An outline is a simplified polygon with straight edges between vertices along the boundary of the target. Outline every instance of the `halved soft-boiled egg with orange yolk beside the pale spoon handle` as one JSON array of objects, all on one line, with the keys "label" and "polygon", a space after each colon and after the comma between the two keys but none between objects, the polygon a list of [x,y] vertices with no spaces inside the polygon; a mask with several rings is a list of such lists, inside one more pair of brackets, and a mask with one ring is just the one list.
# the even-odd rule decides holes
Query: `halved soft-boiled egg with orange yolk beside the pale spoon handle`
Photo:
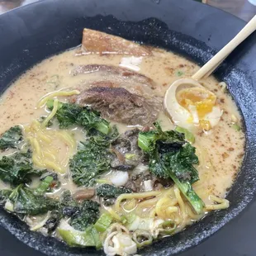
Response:
[{"label": "halved soft-boiled egg with orange yolk beside the pale spoon handle", "polygon": [[220,121],[223,111],[216,95],[192,79],[172,83],[164,97],[164,107],[174,124],[193,130],[211,130]]}]

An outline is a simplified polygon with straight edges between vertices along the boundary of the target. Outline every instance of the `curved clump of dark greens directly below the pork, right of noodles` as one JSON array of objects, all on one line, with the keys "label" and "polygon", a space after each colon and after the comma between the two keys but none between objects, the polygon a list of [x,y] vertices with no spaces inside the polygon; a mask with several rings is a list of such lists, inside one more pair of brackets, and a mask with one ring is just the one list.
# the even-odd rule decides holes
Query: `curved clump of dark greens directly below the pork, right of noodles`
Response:
[{"label": "curved clump of dark greens directly below the pork, right of noodles", "polygon": [[[47,107],[53,108],[53,100],[47,102]],[[98,111],[72,103],[58,102],[55,116],[61,129],[77,125],[88,131],[88,140],[80,143],[78,152],[69,161],[69,168],[78,186],[92,185],[98,174],[110,168],[109,146],[118,135],[116,126],[111,128]]]}]

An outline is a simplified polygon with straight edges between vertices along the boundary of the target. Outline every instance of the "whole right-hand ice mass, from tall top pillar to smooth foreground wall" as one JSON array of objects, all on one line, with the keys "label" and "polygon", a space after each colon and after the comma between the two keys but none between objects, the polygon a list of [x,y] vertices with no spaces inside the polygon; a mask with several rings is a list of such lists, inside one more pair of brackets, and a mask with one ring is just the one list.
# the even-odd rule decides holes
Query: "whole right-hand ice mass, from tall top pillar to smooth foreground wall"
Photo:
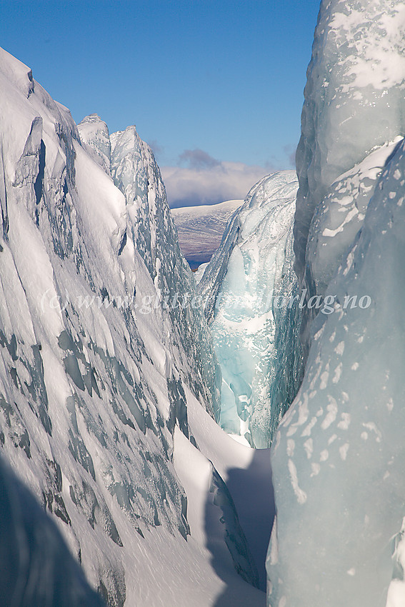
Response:
[{"label": "whole right-hand ice mass, from tall top pillar to smooth foreground wall", "polygon": [[307,72],[299,393],[271,447],[269,607],[405,604],[405,5],[323,0]]}]

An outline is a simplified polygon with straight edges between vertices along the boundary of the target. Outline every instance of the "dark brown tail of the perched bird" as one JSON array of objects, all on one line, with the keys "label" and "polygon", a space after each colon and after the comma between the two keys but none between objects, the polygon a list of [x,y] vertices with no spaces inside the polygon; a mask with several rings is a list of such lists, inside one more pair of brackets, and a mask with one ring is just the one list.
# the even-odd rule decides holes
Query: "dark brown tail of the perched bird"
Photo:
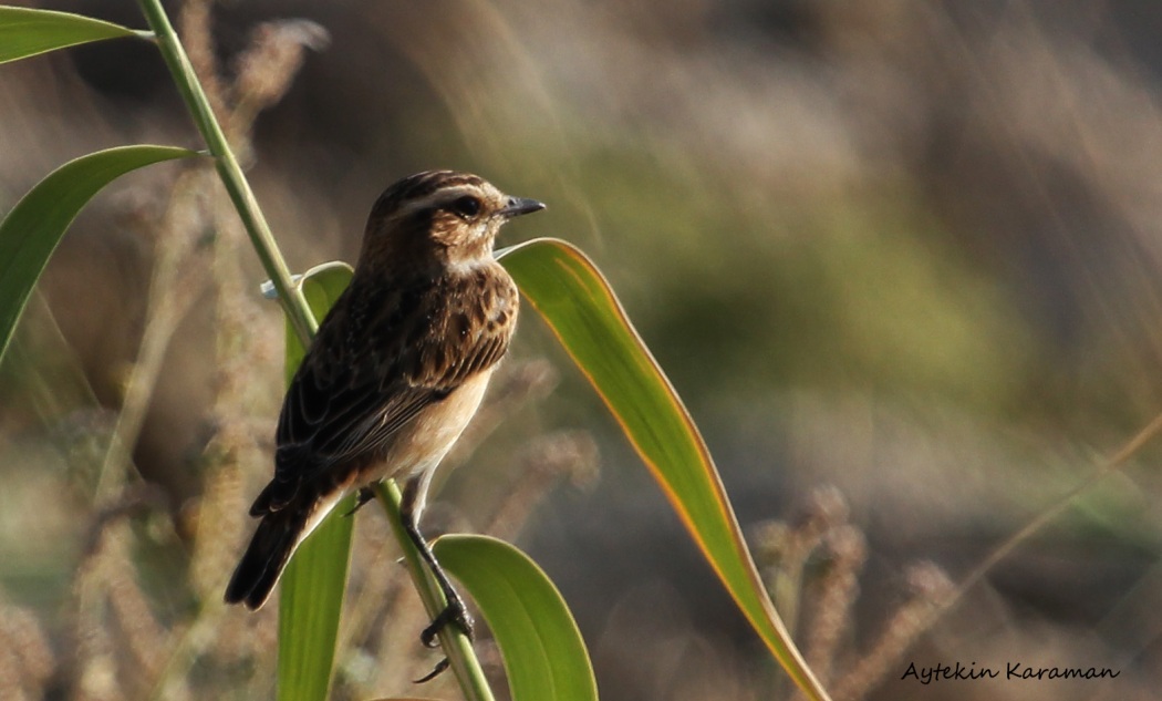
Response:
[{"label": "dark brown tail of the perched bird", "polygon": [[270,599],[299,541],[304,537],[309,509],[286,508],[267,514],[242,556],[225,588],[227,603],[258,610]]}]

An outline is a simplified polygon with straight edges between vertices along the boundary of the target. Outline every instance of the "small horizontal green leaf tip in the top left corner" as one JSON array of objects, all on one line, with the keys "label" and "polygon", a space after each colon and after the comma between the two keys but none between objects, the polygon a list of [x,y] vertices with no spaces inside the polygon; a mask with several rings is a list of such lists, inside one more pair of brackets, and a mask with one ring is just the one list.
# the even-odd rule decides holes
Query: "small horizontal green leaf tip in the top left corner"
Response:
[{"label": "small horizontal green leaf tip in the top left corner", "polygon": [[138,36],[138,33],[65,12],[0,7],[0,63],[125,36]]}]

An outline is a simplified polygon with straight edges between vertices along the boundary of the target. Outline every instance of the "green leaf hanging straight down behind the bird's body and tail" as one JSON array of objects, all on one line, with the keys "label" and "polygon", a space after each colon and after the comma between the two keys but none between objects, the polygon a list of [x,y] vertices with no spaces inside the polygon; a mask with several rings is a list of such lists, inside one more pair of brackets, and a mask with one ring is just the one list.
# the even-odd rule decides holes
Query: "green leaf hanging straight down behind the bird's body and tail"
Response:
[{"label": "green leaf hanging straight down behind the bird's body and tail", "polygon": [[[350,281],[351,266],[325,263],[307,271],[297,285],[315,319],[322,320]],[[289,384],[306,353],[289,321],[286,349],[286,380]],[[327,699],[354,524],[354,518],[344,514],[353,507],[353,496],[339,502],[299,546],[282,574],[279,585],[279,701]]]}]

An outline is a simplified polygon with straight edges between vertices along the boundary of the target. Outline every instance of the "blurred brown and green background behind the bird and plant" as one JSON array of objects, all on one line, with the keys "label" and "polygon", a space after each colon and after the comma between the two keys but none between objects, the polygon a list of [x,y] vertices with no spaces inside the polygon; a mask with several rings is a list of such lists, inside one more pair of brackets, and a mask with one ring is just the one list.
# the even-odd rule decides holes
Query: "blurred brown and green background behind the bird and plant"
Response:
[{"label": "blurred brown and green background behind the bird and plant", "polygon": [[[548,202],[502,243],[609,277],[837,699],[1156,698],[1154,444],[939,608],[1162,410],[1154,2],[168,7],[292,269],[353,260],[418,170]],[[200,146],[145,44],[5,65],[0,94],[0,210],[100,148]],[[271,694],[275,607],[218,603],[281,399],[264,278],[205,169],[119,180],[65,238],[0,365],[6,699]],[[452,462],[429,524],[528,550],[604,699],[791,695],[531,309]],[[456,698],[408,681],[435,659],[373,512],[336,698]],[[905,677],[957,661],[1000,679]]]}]

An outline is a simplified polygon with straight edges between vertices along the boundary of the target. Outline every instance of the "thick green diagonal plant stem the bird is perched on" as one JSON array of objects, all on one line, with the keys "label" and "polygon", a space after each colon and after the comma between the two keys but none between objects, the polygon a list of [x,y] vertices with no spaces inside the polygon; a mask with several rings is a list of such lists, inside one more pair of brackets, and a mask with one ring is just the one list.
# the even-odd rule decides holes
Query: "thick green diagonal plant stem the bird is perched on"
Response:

INSTRUCTIONS TO FOLLOW >> Leave the images out and give the rest of the data again exactly.

COMPLETED EXERCISE >>
An outline is a simplified polygon with straight edges between vertices along the boundary of the target. Outline every instance of the `halved soft-boiled egg with orange yolk beside the pale spoon handle` as one JSON array of objects, all on one line, with the keys "label" and "polygon", a space after each colon and after the comma between the two keys but none between objects, the polygon a list of [x,y] vertices with no spaces inside the polygon; a mask with several rings is a list of such lists, inside one more pair of brackets, and a mask with one ring is just the one list.
# the even-odd rule decides holes
Query: `halved soft-boiled egg with orange yolk beside the pale spoon handle`
Photo:
Response:
[{"label": "halved soft-boiled egg with orange yolk beside the pale spoon handle", "polygon": [[220,121],[223,111],[216,95],[192,79],[172,83],[164,97],[164,107],[174,124],[193,130],[211,130]]}]

An outline is a simplified polygon with straight edges between vertices along the boundary of the target. Outline every instance of the `curved clump of dark greens directly below the pork, right of noodles` as one JSON array of objects, all on one line, with the keys "label" and "polygon", a space after each colon and after the comma between the two keys but none between objects, the polygon a list of [x,y] vertices with no spaces inside the polygon; a mask with several rings is a list of such lists, inside one more pair of brackets, and a mask with one ring is just the one list.
# the even-odd rule decides holes
Query: `curved clump of dark greens directly below the pork, right of noodles`
Response:
[{"label": "curved clump of dark greens directly below the pork, right of noodles", "polygon": [[[47,107],[53,108],[53,100],[47,102]],[[98,111],[72,103],[58,102],[55,116],[61,129],[77,125],[88,131],[88,140],[80,143],[78,152],[69,161],[69,168],[78,186],[92,185],[98,174],[110,168],[109,146],[118,135],[116,126],[111,128]]]}]

An outline is a simplified polygon with straight edges between vertices along the boundary of the target. Outline every instance of the "whole right-hand ice mass, from tall top pillar to smooth foreground wall" as one JSON array of objects, all on one line, with the keys "label" and "polygon", a space after each colon and after the comma between the two keys but none between objects, the polygon a list of [x,y] vertices with no spaces inside the polygon; a mask with several rings is a list of such lists, inside one more pair of brackets, and a mask with one ring is just the one list.
# the even-odd rule decides holes
Query: "whole right-hand ice mass, from tall top pillar to smooth foreground wall"
Photo:
Response:
[{"label": "whole right-hand ice mass, from tall top pillar to smooth foreground wall", "polygon": [[307,72],[299,393],[271,447],[269,607],[405,604],[405,5],[323,0]]}]

An outline is a simplified polygon with straight edges between vertices along the boundary of the target. Outline every instance of the "dark brown tail of the perched bird" as one JSON array of objects, all on one line, with the keys "label" and "polygon", a space after each colon and after the comma between the two keys but none between objects, the polygon a list of [x,y] vertices with no spaces inside the polygon; a mask with several rings is a list of such lists, inside one more pair of brackets, and a mask with one ring is just the one list.
# the even-odd rule decides holes
Query: "dark brown tail of the perched bird"
Photo:
Response:
[{"label": "dark brown tail of the perched bird", "polygon": [[270,599],[299,541],[304,537],[309,509],[286,508],[267,514],[242,556],[225,588],[227,603],[258,610]]}]

An outline is a simplified polygon with straight edges between vertices along the boundary of the target. Outline every instance of the "small horizontal green leaf tip in the top left corner" as one JSON array of objects, all on one line, with the keys "label" and "polygon", a space after each colon and after the comma between the two keys but none between objects, the polygon a list of [x,y] vertices with no spaces inside the polygon; a mask with several rings is a list of such lists, inside one more pair of brackets, and a mask with one ring is just the one list.
# the even-odd rule decides holes
Query: "small horizontal green leaf tip in the top left corner"
Response:
[{"label": "small horizontal green leaf tip in the top left corner", "polygon": [[138,36],[138,33],[65,12],[0,7],[0,63],[125,36]]}]

An outline is a simplified polygon with straight edges between vertices along the boundary of the target. Outline every instance of the "green leaf hanging straight down behind the bird's body and tail" as one JSON array of objects, all on one line, with the keys "label" and "polygon", a space after each colon and after the comma between the two keys but none between objects, the polygon a list of [x,y] vertices with no spaces inside the polygon; a mask with several rings is a list of such lists, inside one more pair of brackets, and a mask with one ring is just the one list.
# the even-odd rule decides holes
Query: "green leaf hanging straight down behind the bird's body and tail"
Response:
[{"label": "green leaf hanging straight down behind the bird's body and tail", "polygon": [[[350,281],[351,266],[325,263],[307,271],[297,285],[315,319],[322,320]],[[289,384],[306,353],[289,321],[286,349],[286,380]],[[327,699],[354,524],[354,518],[344,514],[353,507],[353,496],[339,502],[299,546],[282,574],[279,585],[279,701]]]}]

An outline is a simplified polygon with straight edges between vertices along the boundary of the target. Outline every instance of the "blurred brown and green background behind the bird and plant" as one JSON array of objects, all on one line, with the keys "label" and "polygon", a space after each colon and after the comma between the two keys but none between objects, the polygon a list of [x,y] vertices with no spaces inside the polygon; a mask with several rings is a list of such lists, inside one more pair of brackets, and a mask with one ring is just the one list.
# the even-odd rule decides holes
Query: "blurred brown and green background behind the bird and plant"
Response:
[{"label": "blurred brown and green background behind the bird and plant", "polygon": [[[548,202],[502,243],[609,277],[837,699],[1156,698],[1154,444],[939,608],[1162,410],[1154,2],[168,7],[292,269],[353,260],[418,170]],[[200,146],[145,44],[5,65],[0,94],[0,210],[100,148]],[[271,694],[275,607],[218,603],[281,399],[264,278],[205,169],[119,180],[65,238],[0,365],[6,699]],[[452,462],[429,524],[528,550],[604,699],[791,695],[531,309]],[[456,698],[408,681],[435,659],[373,512],[336,698]],[[905,677],[957,661],[1000,679]]]}]

An outline is a simplified polygon with straight edges between vertices along the boundary of the target. Outline every instance of the "thick green diagonal plant stem the bird is perched on" as one JSON array of objects, all on one line, with the keys "label" and "polygon", a space after each colon and after the comma between the two keys but none between objects, the polygon a list of [x,y] vertices with no spaces inside the polygon; a mask with several rings is a list of such lists, inside one more pair of brackets, and a mask with one ring is just the one list.
# the even-odd rule decides holes
Query: "thick green diagonal plant stem the bird is perched on"
Response:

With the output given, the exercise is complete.